## Written task
Every record that follows must be duplicated exactly, with images left out.
BEGIN Record set
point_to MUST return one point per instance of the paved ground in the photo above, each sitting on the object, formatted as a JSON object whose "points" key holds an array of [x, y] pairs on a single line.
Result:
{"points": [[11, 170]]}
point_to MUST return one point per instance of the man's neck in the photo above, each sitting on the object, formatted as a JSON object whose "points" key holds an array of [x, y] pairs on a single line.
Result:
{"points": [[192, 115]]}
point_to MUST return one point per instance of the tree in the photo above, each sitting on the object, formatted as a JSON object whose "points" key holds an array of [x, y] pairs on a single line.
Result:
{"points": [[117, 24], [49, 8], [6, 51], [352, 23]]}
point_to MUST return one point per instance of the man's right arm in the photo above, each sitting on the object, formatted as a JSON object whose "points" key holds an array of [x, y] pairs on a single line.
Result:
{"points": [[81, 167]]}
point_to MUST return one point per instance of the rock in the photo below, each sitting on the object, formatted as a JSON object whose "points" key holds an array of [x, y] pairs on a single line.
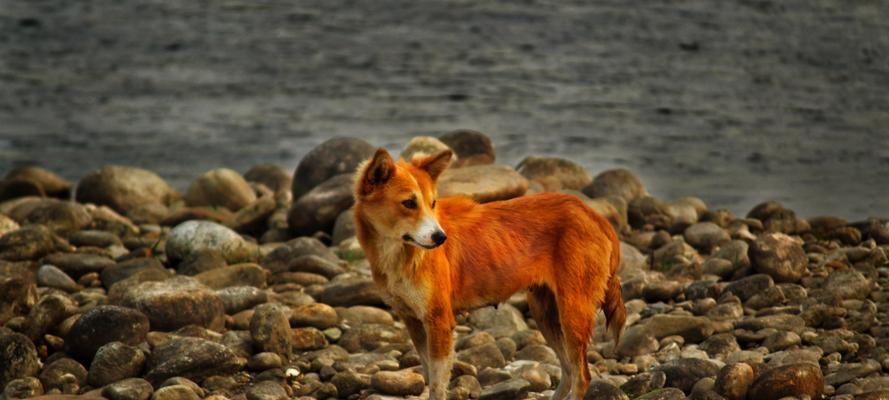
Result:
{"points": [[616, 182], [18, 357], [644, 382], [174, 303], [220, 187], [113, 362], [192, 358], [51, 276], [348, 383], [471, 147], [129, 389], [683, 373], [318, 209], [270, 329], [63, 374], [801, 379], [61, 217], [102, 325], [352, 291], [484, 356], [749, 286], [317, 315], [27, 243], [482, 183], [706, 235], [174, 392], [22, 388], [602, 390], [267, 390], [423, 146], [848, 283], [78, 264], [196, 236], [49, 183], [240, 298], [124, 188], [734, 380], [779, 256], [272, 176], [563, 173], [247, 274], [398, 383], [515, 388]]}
END Record set
## Result of the exercise
point_to MUST return one point per instance of the paved ground in the photo above, each sitting on the object, formatted as a JSON object whose "points" key holds an array of [x, y] pairs on a single line.
Result:
{"points": [[11, 170]]}
point_to MUST return one point per instance of the man's neck in the photo above, each sitting on the object, formatted as a JSON object whose "points" key holds an array of [x, y] pairs on a single line.
Result:
{"points": [[192, 115]]}
point_to MUST return one point per instance of the tree in the photo above, each sitting on the object, formatted as a JSON object whose "points" key holds an array of [x, y] pairs on a single line.
Result:
{"points": [[117, 24], [49, 8], [6, 51], [352, 23]]}
point_to MUST return one point per instance of the man's right arm in the photo above, each sitting on the object, formatted as a JSON object whose "points" key holds an array of [x, y] pairs on a single line.
Result:
{"points": [[81, 167]]}
point_to MUST return one point per instance of the rock in the photo below, each sitting on the object, formatted as a JSON object whose "points" key holds an array of [x, y] pairs on a single line.
Result:
{"points": [[616, 182], [18, 357], [644, 382], [174, 303], [220, 187], [113, 362], [192, 358], [51, 276], [348, 383], [471, 147], [129, 389], [683, 373], [318, 209], [270, 329], [63, 374], [801, 379], [61, 217], [102, 325], [352, 291], [484, 356], [749, 286], [317, 315], [27, 243], [482, 183], [706, 235], [174, 392], [22, 388], [602, 390], [267, 390], [423, 146], [848, 283], [78, 264], [196, 236], [49, 183], [240, 298], [124, 188], [734, 380], [779, 256], [272, 176], [563, 173], [247, 274], [398, 383], [515, 388]]}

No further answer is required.